EXERCISE DIRECTIONS
Please retype, character for character, the portion of the entries below that runs from the line containing "Which element in the above screenshot is the mint sprig?" to the last line.

━━ PROVIDED ENTRIES ━━

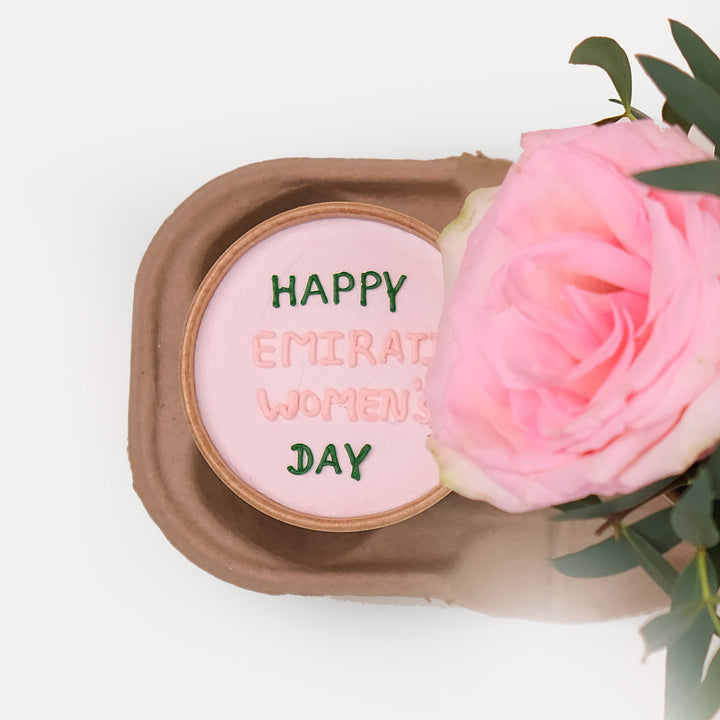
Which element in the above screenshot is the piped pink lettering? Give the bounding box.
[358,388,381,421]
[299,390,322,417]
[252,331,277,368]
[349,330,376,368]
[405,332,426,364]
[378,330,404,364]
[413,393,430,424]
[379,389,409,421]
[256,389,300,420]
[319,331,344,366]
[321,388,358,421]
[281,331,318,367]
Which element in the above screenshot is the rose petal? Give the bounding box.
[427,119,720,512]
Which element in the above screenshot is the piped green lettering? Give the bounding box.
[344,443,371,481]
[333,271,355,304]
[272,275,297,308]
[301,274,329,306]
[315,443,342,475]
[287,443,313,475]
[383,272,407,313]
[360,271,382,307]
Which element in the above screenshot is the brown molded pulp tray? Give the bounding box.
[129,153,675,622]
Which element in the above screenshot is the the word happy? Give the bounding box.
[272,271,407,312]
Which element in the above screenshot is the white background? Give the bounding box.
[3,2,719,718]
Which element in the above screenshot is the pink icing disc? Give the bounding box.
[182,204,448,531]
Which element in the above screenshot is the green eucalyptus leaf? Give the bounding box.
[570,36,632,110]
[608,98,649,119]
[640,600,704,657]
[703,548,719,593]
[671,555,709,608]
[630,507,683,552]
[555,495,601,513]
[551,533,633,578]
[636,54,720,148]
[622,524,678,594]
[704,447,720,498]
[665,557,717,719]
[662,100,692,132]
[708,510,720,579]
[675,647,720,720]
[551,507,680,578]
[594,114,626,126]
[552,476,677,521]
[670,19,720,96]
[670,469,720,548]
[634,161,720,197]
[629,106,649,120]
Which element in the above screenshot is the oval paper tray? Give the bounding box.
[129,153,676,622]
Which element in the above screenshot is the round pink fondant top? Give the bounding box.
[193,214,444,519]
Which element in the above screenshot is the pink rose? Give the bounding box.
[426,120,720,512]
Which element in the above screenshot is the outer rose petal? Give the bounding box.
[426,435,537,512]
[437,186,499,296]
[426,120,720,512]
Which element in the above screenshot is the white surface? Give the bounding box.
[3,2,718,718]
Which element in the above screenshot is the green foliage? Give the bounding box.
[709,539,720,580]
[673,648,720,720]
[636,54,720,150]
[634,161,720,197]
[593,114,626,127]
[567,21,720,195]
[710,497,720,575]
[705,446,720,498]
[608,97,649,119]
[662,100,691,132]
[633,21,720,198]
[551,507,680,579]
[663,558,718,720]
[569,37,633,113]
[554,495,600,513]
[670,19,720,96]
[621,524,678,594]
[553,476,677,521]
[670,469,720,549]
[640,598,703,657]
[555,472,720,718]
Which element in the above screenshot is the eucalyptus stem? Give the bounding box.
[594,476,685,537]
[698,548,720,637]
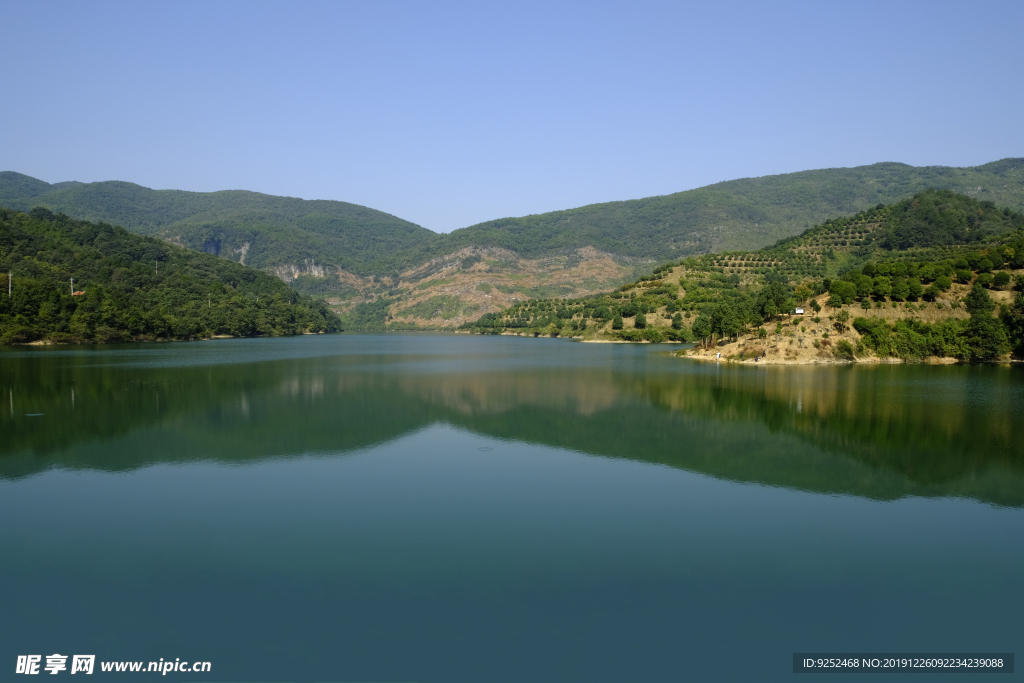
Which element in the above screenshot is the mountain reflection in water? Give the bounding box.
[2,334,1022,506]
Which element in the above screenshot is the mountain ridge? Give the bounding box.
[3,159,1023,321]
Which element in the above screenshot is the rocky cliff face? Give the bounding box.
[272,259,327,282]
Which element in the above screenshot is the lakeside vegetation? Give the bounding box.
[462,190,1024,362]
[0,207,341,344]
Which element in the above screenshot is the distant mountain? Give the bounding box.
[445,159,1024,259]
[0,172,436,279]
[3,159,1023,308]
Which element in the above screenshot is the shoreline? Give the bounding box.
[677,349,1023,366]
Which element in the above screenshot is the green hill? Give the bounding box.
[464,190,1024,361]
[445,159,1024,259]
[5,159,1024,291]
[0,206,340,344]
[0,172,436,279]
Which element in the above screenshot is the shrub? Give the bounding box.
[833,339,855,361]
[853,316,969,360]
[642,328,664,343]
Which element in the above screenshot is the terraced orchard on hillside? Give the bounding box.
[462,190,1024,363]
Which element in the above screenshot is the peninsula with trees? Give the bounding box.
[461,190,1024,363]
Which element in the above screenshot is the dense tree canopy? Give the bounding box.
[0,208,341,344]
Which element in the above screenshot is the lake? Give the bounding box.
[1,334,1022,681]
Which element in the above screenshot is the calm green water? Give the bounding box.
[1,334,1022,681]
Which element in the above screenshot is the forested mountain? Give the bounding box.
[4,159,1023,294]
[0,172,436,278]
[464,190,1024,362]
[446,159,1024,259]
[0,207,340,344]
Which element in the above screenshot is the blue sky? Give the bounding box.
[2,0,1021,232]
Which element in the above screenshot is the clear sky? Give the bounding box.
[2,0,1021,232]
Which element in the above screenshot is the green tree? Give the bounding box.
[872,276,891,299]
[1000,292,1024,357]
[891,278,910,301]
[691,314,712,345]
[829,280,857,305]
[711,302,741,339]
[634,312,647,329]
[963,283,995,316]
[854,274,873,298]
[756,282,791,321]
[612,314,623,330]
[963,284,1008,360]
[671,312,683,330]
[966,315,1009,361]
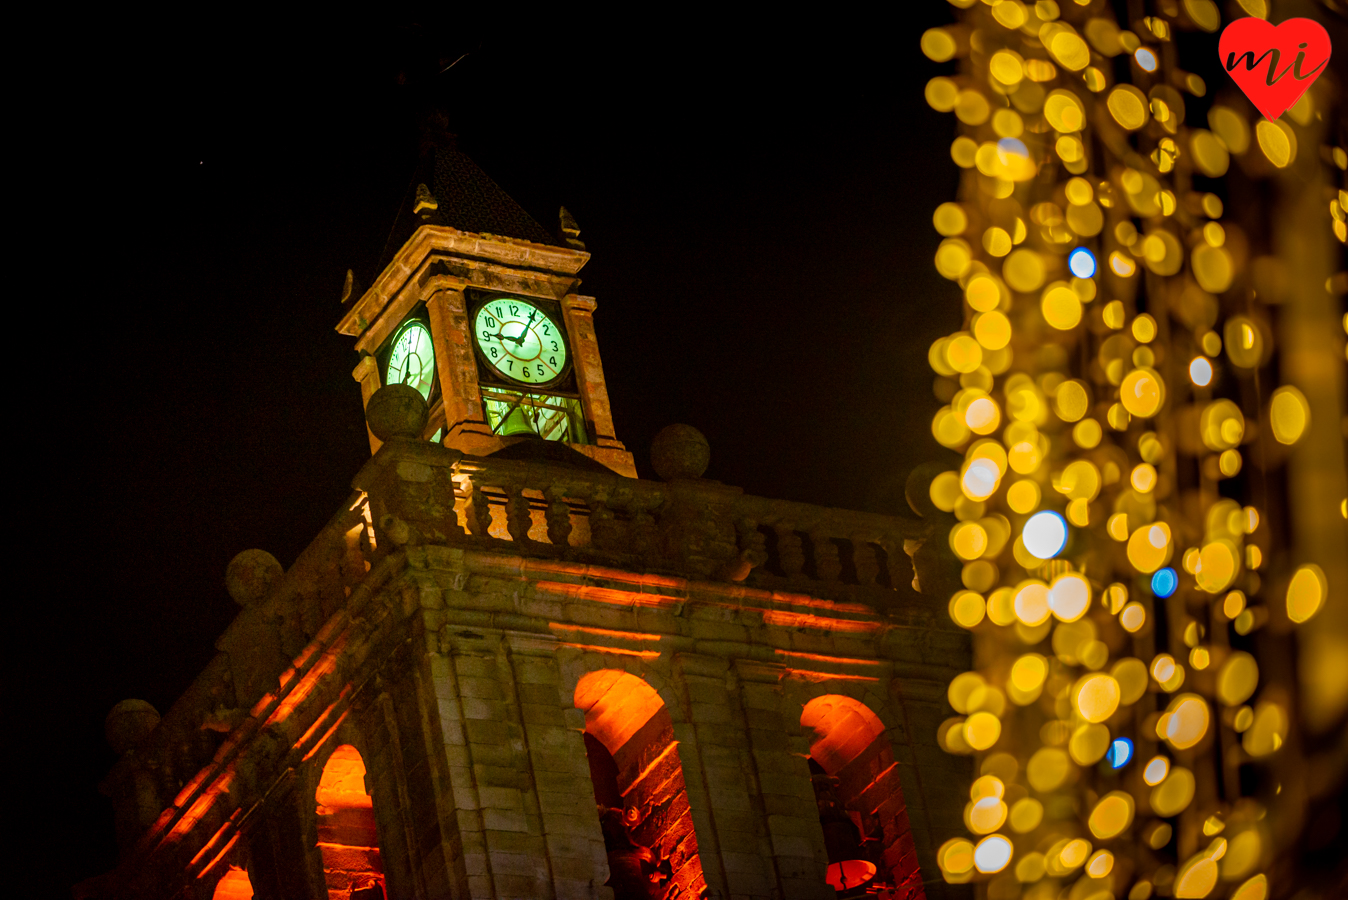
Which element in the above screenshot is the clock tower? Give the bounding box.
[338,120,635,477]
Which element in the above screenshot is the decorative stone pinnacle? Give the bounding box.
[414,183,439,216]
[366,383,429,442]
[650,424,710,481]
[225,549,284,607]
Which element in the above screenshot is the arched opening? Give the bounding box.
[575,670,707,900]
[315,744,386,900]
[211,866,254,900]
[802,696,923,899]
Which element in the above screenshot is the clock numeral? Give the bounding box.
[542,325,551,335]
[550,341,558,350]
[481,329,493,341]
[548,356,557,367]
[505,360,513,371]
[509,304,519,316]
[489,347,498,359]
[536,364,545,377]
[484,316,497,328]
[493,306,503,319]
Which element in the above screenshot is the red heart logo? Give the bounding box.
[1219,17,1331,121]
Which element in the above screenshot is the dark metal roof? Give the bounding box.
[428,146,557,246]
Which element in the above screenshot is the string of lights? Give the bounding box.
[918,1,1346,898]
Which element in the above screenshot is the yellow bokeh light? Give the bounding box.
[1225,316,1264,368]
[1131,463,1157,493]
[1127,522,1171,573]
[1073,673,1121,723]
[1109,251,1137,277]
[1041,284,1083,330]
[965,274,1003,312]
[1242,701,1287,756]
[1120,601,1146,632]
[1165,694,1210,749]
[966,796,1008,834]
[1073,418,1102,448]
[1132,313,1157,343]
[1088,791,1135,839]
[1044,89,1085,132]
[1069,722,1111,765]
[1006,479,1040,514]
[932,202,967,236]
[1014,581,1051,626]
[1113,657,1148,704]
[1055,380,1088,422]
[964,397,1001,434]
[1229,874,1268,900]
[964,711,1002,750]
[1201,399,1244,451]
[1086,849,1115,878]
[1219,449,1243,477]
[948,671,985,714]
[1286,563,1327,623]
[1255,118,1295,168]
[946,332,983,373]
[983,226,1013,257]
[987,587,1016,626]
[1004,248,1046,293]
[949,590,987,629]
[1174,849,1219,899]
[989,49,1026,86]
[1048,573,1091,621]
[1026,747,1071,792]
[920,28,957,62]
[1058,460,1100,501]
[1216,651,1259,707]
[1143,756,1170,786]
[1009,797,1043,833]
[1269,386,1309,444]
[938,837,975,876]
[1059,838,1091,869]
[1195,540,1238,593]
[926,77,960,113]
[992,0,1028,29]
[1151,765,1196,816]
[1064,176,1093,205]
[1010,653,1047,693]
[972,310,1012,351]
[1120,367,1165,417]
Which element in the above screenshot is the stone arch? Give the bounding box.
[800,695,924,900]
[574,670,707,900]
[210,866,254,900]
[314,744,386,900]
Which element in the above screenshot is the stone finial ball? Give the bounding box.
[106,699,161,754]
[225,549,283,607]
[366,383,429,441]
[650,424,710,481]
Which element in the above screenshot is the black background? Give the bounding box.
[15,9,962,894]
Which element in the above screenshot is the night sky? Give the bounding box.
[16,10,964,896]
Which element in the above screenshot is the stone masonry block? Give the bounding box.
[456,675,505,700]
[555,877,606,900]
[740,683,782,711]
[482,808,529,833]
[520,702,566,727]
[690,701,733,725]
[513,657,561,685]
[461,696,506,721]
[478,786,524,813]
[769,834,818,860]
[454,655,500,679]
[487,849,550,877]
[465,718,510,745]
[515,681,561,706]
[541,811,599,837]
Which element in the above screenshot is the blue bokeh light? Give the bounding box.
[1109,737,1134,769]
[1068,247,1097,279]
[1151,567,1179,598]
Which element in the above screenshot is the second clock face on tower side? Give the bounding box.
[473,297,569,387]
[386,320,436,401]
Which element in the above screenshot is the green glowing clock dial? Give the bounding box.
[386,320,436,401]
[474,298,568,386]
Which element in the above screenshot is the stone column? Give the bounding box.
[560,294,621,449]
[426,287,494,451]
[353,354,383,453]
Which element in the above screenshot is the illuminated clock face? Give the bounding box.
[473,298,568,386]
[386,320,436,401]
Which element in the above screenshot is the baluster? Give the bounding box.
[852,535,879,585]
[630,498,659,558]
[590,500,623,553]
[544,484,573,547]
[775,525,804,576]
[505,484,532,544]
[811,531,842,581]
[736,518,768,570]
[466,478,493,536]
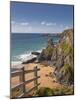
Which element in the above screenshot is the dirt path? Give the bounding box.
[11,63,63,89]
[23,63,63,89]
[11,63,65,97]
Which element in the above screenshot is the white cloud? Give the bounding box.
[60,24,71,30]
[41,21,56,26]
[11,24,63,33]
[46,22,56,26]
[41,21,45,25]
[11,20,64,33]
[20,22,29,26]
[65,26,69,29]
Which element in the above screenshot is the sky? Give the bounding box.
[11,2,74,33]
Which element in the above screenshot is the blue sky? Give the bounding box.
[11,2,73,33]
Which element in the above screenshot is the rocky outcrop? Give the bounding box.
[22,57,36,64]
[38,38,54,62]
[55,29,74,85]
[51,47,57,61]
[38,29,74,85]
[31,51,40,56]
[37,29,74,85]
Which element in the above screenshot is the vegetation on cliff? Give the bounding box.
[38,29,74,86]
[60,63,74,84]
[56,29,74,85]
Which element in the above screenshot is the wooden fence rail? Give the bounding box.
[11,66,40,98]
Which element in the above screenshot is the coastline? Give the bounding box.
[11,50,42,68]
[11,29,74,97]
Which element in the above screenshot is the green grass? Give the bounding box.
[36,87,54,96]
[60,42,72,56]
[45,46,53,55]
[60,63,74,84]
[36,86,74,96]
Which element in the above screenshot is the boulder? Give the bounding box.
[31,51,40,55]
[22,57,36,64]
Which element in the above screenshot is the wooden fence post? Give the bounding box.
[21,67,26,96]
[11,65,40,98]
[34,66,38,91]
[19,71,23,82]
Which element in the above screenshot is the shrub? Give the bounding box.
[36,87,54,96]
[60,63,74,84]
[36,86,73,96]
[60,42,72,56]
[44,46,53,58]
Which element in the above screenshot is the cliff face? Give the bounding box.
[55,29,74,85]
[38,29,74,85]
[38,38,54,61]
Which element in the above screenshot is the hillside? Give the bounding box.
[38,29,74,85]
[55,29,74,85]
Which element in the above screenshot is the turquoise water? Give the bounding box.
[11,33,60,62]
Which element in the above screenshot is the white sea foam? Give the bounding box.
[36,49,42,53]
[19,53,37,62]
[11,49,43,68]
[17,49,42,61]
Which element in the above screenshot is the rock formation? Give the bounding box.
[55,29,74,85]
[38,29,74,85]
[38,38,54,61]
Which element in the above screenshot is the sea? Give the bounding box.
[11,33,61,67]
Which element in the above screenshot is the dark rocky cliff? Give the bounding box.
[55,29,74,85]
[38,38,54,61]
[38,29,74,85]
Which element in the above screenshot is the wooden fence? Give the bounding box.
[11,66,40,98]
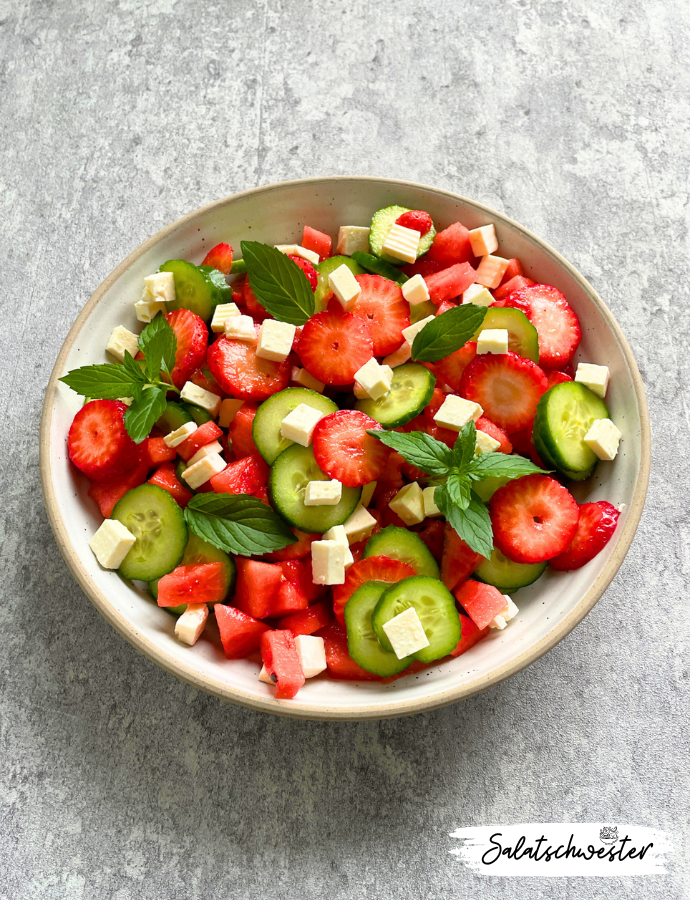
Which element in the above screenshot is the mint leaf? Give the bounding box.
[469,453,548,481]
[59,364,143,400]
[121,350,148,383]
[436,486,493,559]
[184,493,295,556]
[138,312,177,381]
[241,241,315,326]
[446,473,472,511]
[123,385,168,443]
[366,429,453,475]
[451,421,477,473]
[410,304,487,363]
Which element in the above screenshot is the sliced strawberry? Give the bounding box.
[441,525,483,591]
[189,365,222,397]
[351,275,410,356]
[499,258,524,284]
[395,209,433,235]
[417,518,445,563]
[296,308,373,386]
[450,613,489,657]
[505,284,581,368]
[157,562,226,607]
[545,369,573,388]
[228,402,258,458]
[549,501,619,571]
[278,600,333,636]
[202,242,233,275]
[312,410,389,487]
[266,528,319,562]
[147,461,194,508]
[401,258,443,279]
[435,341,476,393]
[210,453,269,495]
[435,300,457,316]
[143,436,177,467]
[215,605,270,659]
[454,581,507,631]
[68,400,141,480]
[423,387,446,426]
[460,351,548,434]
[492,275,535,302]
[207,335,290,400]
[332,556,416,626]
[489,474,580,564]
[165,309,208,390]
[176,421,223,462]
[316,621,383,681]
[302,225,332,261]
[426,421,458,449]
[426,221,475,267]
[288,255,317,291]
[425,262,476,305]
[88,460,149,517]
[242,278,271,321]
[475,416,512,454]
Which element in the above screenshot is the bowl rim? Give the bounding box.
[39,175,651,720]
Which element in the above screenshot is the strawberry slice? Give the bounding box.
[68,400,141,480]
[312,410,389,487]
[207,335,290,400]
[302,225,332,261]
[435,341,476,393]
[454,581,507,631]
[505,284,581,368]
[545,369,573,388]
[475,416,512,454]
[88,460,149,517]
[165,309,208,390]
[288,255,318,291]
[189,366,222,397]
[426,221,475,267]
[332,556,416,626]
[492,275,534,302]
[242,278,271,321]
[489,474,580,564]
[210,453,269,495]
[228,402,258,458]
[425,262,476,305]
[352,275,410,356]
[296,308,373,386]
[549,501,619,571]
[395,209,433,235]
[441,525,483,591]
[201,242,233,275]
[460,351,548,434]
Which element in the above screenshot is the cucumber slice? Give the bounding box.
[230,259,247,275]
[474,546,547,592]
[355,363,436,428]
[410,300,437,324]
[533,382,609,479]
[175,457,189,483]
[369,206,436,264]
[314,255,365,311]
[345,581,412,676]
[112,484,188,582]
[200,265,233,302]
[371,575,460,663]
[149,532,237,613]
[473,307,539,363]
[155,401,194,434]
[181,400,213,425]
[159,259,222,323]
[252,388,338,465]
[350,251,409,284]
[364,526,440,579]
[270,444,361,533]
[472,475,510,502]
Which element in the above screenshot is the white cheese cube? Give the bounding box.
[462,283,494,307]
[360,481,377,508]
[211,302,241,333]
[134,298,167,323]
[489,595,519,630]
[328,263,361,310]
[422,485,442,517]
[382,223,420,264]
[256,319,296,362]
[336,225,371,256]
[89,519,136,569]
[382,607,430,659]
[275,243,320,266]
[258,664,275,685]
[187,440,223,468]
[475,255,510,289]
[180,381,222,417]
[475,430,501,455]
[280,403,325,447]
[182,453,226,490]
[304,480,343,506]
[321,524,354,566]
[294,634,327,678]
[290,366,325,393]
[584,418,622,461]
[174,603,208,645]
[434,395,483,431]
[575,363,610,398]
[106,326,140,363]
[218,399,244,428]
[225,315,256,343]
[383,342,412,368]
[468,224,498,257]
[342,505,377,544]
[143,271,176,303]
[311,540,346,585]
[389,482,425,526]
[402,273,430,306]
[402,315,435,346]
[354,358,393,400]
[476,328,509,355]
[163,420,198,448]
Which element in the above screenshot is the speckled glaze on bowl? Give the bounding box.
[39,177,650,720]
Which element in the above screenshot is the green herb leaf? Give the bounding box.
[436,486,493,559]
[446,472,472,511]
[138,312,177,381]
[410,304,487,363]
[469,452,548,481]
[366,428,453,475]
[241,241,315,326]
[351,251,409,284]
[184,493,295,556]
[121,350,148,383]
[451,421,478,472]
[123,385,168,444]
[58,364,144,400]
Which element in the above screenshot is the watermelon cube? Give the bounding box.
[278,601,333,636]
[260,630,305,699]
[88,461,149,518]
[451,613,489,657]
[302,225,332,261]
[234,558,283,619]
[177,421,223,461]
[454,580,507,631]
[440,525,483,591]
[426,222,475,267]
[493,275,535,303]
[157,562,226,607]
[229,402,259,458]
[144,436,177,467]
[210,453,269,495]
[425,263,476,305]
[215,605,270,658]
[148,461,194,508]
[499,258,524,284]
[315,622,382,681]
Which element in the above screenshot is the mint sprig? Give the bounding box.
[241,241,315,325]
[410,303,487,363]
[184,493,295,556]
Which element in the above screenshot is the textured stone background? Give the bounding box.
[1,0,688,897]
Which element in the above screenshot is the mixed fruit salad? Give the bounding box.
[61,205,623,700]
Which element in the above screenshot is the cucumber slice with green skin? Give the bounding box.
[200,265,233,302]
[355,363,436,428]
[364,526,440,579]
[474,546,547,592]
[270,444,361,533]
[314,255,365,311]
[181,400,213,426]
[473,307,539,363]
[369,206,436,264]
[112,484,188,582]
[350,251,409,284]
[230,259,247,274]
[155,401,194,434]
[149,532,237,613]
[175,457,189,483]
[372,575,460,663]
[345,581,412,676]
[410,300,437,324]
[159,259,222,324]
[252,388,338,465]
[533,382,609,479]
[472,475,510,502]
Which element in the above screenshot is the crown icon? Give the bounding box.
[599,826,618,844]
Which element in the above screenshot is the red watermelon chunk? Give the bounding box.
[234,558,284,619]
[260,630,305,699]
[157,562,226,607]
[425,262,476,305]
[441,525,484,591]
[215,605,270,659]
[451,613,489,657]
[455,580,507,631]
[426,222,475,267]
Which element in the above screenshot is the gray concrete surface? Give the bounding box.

━━━

ANSWER BOX
Which element in the above screenshot is the mint sprig? Give the bounding box.
[241,241,315,325]
[410,303,487,363]
[184,493,295,556]
Which element in the above screenshot is the textured stone background? Give the bounding box.
[1,0,688,897]
Which element in the above screenshot is the mixed fruit salad? Give the bounding box.
[61,205,623,700]
Which element in the above screenshot is the cucumber slice with green skin? Give the bounding box.
[200,265,233,302]
[355,363,436,428]
[364,526,440,579]
[474,546,547,592]
[270,444,361,533]
[314,255,365,311]
[181,400,213,426]
[473,307,539,363]
[369,206,436,264]
[112,484,188,582]
[350,251,409,284]
[230,259,247,274]
[155,401,194,434]
[149,532,237,613]
[175,457,189,483]
[372,575,460,663]
[345,581,412,676]
[410,300,437,324]
[159,259,222,324]
[252,388,338,465]
[533,382,609,479]
[472,475,510,502]
Which element in the above screenshot is the crown icon? Give the bounding box.
[599,826,618,844]
Which element in the above screenshot is the red watermelon chunk? Give the bounding box.
[234,558,284,619]
[260,630,305,699]
[157,562,226,607]
[425,262,476,305]
[441,525,484,591]
[215,605,270,659]
[451,613,489,657]
[455,580,507,631]
[426,222,475,267]
Which element in the above screenshot is the gray concrete surface? Give the bounding box.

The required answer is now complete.